start Given data
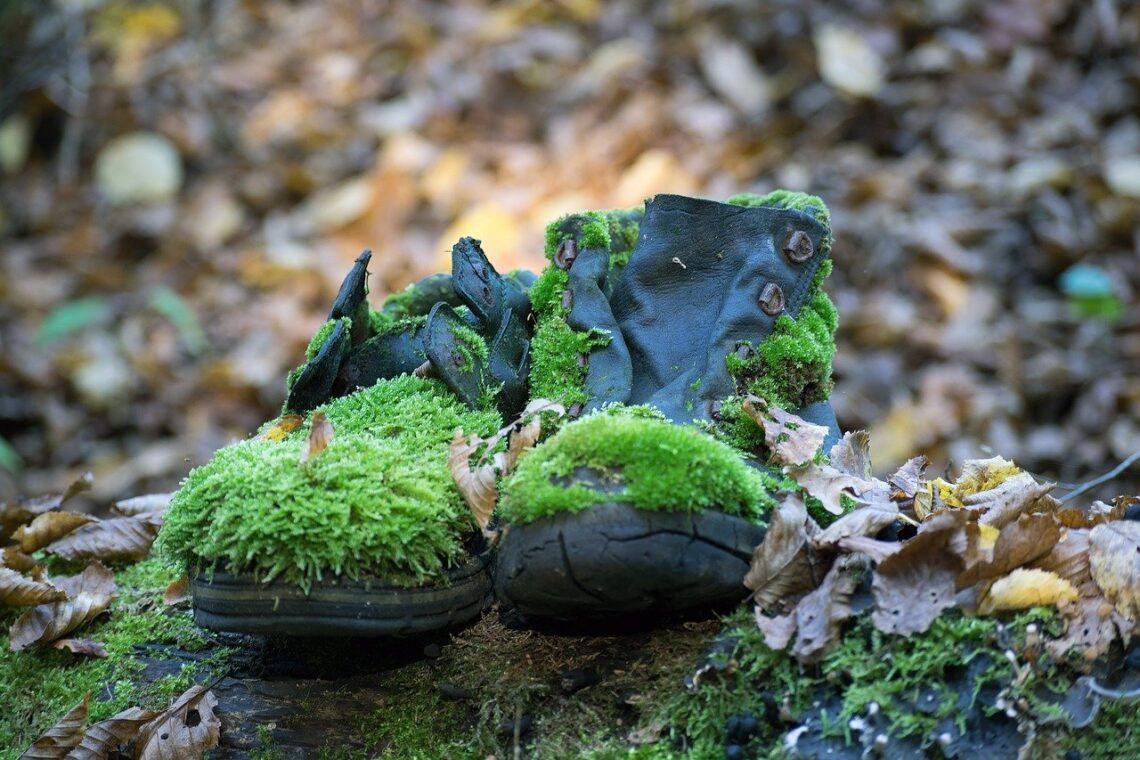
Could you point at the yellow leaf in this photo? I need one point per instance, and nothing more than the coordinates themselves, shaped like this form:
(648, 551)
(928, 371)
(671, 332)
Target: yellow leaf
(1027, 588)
end Given data
start Given data
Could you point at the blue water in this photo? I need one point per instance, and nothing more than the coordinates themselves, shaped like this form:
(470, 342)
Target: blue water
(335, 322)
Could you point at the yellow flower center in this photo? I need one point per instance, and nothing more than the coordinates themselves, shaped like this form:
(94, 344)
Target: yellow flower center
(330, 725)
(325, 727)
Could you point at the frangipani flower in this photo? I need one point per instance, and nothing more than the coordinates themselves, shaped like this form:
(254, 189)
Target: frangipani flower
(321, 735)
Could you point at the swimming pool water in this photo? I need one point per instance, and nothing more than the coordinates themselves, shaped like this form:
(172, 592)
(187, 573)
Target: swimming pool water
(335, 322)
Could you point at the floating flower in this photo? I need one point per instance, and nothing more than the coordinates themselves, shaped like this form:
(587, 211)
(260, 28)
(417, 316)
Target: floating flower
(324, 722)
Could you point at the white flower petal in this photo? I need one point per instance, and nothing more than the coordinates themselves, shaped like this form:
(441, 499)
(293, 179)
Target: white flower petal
end Given data
start Given data
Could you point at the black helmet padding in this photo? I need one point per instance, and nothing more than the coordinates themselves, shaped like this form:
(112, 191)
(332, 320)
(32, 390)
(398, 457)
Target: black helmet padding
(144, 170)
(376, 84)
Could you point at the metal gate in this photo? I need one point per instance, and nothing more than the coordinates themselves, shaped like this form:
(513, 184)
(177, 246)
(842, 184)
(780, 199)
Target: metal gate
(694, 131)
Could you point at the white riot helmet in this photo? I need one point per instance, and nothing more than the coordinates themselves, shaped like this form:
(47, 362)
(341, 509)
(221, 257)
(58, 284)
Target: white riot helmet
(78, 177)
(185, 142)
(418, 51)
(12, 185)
end Given data
Problem statement ▸
List every line of the rows above that contains the word "leaf", copying each line in full. Case counts, so match capital and lowercase letters.

Task response ▸
Could you point at the yellow leaf in this photo? I need one point per instance, and nothing more than the coordinates themselves, shaped like this form:
Target: yellow leaf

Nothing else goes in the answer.